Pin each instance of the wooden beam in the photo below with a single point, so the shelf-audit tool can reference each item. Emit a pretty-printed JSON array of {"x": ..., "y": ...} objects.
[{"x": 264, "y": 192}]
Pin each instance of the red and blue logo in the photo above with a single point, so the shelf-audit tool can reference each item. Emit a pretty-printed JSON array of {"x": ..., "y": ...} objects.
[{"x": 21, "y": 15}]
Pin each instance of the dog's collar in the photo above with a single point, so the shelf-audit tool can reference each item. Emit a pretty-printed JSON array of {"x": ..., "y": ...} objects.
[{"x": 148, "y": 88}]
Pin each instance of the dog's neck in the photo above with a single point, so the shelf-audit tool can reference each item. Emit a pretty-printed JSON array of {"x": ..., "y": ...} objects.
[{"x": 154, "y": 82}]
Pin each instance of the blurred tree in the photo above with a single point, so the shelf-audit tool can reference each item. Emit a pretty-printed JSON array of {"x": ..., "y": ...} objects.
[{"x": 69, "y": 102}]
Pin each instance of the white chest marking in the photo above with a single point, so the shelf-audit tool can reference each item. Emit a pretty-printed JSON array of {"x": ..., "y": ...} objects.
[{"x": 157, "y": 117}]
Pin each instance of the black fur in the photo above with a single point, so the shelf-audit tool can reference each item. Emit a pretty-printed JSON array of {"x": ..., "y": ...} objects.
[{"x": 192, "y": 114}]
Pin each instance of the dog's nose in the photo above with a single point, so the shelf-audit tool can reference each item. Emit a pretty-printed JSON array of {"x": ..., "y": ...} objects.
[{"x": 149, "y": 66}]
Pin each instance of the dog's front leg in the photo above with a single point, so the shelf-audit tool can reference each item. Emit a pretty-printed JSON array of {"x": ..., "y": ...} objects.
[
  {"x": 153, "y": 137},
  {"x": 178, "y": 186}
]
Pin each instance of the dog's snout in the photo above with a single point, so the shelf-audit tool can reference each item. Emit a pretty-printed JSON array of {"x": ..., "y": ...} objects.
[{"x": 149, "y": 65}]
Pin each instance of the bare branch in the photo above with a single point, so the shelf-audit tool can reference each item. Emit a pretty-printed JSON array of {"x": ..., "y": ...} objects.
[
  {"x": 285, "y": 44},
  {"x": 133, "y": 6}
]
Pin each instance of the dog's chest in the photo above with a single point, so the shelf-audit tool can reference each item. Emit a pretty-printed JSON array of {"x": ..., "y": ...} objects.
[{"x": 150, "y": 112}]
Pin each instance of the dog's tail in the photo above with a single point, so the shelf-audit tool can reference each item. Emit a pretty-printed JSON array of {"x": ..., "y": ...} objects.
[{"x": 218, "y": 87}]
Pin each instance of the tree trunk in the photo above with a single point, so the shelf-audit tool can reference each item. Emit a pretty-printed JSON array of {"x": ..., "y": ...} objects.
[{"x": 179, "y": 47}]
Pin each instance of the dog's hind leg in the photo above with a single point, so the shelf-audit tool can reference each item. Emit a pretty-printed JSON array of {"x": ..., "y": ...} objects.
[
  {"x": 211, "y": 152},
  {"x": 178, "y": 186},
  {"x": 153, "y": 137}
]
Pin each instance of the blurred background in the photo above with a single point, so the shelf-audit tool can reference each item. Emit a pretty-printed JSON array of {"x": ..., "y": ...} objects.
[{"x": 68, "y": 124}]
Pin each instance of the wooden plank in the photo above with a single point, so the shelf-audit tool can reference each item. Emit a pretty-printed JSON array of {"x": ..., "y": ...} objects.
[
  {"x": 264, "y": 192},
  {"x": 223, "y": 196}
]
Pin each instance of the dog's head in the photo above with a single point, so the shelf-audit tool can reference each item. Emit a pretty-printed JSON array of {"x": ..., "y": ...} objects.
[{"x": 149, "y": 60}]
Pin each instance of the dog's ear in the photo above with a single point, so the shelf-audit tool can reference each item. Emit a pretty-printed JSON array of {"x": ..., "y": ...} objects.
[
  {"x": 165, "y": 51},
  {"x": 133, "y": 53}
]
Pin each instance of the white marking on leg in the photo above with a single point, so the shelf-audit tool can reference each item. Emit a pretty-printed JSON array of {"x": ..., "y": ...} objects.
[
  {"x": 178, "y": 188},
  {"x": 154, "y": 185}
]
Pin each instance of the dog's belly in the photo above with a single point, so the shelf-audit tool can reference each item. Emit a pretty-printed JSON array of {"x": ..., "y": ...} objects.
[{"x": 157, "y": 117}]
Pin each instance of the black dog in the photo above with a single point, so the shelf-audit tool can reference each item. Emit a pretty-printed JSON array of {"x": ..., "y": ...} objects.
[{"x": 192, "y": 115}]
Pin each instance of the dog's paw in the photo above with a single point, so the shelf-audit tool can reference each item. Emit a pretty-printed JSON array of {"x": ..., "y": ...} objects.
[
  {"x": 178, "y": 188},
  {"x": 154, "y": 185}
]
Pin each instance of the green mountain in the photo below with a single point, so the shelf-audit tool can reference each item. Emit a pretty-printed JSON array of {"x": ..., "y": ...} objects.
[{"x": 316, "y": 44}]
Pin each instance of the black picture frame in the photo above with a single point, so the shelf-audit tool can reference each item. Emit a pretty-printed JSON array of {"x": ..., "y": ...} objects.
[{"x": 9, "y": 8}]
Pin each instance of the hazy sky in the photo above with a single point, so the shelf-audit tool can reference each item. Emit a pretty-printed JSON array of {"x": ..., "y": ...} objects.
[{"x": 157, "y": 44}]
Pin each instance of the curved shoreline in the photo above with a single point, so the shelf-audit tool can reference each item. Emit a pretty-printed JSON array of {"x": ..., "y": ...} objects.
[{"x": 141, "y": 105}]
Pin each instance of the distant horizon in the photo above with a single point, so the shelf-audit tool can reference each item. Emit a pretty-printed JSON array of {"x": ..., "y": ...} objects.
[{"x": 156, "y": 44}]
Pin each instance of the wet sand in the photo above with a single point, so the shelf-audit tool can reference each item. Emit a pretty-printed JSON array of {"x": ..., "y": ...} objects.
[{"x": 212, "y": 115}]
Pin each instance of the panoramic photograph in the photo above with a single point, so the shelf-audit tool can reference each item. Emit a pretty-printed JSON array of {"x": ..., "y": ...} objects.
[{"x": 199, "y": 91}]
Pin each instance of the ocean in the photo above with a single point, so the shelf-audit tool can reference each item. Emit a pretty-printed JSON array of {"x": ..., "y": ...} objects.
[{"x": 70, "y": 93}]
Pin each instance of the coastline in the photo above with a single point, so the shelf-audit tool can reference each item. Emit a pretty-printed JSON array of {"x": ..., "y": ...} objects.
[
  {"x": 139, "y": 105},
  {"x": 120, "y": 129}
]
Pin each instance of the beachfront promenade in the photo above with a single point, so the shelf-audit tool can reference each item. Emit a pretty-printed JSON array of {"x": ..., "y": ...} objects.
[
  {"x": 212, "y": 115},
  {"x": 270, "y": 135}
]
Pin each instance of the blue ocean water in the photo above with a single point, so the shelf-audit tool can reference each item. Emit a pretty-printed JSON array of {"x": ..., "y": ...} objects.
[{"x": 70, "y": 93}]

##########

GIVEN INSTRUCTION. Rewrite the data from the line containing "Pin each instance of the blue" through the end of the data, including the requests, and increase every coordinate in the answers by 88.

SOLUTION BELOW.
Pin each instance of the blue ocean water in the photo above with a single point, so the shelf-audit tool can reference each item. Emit a pretty-printed JSON array of {"x": ..., "y": ...} objects.
[{"x": 158, "y": 181}]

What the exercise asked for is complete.